[Extracted records]
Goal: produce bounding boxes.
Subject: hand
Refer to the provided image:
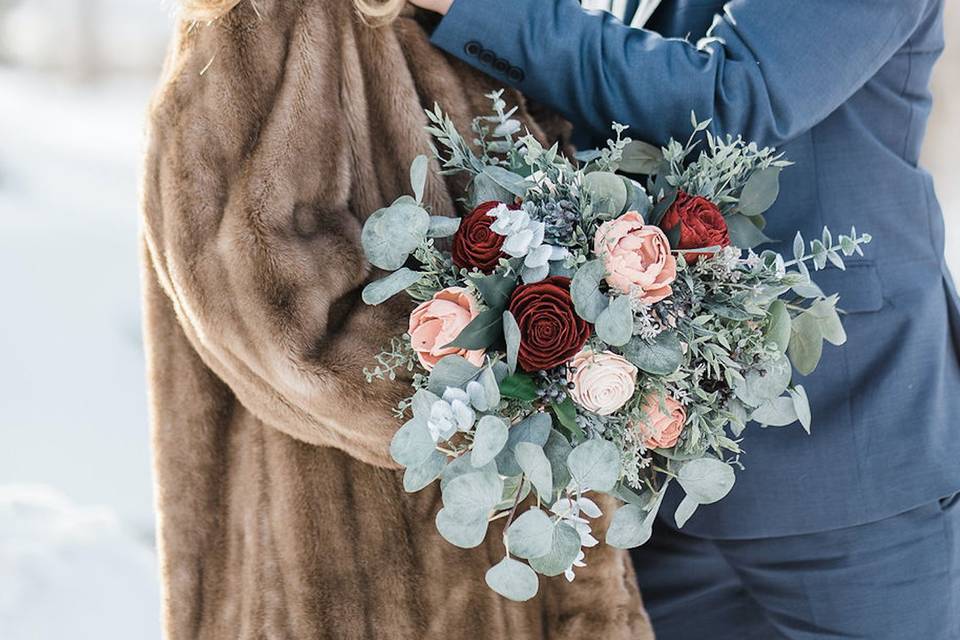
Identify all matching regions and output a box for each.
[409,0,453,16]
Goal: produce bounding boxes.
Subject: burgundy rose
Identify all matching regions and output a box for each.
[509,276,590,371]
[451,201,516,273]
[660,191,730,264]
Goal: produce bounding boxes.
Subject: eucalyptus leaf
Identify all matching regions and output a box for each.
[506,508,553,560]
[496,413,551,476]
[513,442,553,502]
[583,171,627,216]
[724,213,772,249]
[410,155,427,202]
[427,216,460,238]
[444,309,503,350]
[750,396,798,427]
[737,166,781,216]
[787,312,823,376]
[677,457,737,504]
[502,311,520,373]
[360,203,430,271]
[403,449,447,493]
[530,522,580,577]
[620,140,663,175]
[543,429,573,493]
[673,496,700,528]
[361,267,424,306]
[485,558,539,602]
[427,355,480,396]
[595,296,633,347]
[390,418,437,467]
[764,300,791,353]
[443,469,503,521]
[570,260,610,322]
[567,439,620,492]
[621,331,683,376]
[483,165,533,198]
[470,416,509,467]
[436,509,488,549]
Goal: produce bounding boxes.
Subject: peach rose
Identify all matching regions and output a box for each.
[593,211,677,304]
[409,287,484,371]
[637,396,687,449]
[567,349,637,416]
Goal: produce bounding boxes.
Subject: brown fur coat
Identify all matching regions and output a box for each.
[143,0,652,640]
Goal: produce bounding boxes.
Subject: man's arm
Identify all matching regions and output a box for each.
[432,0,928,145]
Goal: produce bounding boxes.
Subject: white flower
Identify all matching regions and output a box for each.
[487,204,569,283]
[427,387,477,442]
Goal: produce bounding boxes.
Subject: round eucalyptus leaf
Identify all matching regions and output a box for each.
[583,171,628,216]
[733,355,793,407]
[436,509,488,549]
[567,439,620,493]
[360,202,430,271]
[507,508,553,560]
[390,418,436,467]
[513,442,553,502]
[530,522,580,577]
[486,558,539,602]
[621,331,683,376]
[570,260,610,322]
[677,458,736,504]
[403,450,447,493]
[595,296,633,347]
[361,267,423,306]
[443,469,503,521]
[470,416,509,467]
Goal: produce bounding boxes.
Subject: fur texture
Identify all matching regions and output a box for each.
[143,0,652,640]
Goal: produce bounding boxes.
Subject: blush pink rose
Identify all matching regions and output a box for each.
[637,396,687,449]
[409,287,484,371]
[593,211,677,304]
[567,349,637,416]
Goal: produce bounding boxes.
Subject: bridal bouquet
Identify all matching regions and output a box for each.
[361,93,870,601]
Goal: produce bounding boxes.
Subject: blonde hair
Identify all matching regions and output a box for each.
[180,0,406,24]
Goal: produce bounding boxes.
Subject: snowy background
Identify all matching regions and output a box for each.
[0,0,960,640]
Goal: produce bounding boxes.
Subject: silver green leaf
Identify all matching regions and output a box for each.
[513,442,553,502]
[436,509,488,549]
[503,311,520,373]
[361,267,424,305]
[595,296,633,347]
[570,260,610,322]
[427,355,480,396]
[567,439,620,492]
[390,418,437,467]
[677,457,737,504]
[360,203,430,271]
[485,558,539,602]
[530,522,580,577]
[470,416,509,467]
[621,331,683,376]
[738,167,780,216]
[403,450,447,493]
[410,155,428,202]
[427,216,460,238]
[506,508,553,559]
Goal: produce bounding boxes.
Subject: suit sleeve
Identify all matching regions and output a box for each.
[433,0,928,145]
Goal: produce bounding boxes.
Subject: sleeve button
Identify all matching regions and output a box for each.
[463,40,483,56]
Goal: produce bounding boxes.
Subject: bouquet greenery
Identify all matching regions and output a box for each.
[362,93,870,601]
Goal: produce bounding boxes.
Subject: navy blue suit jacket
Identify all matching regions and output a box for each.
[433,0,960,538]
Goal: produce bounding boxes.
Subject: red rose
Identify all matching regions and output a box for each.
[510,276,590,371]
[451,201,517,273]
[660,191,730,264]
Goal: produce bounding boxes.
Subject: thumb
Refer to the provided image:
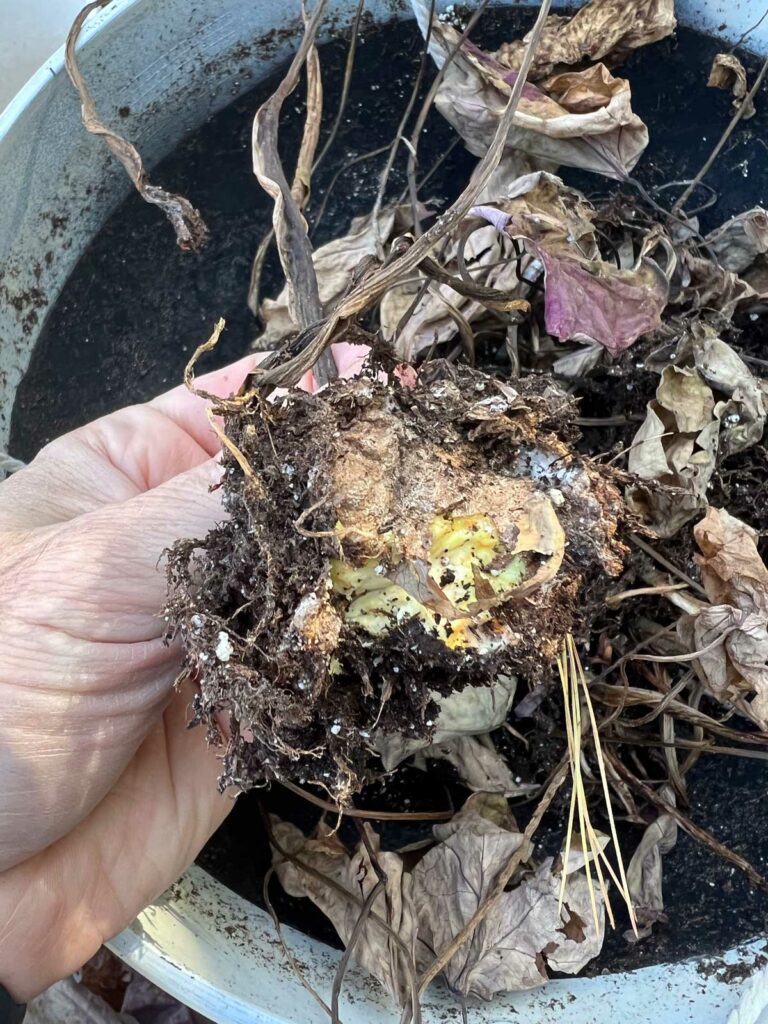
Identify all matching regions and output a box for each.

* _PROBLEM DETAILS_:
Collect every line of the extracted records above that contains the word "rose", and copy each one out.

* _ANSWER TO THE PROBLEM_:
Subject: burgundy rose
Subject: peach rose
Subject: blush pink rose
Subject: red rose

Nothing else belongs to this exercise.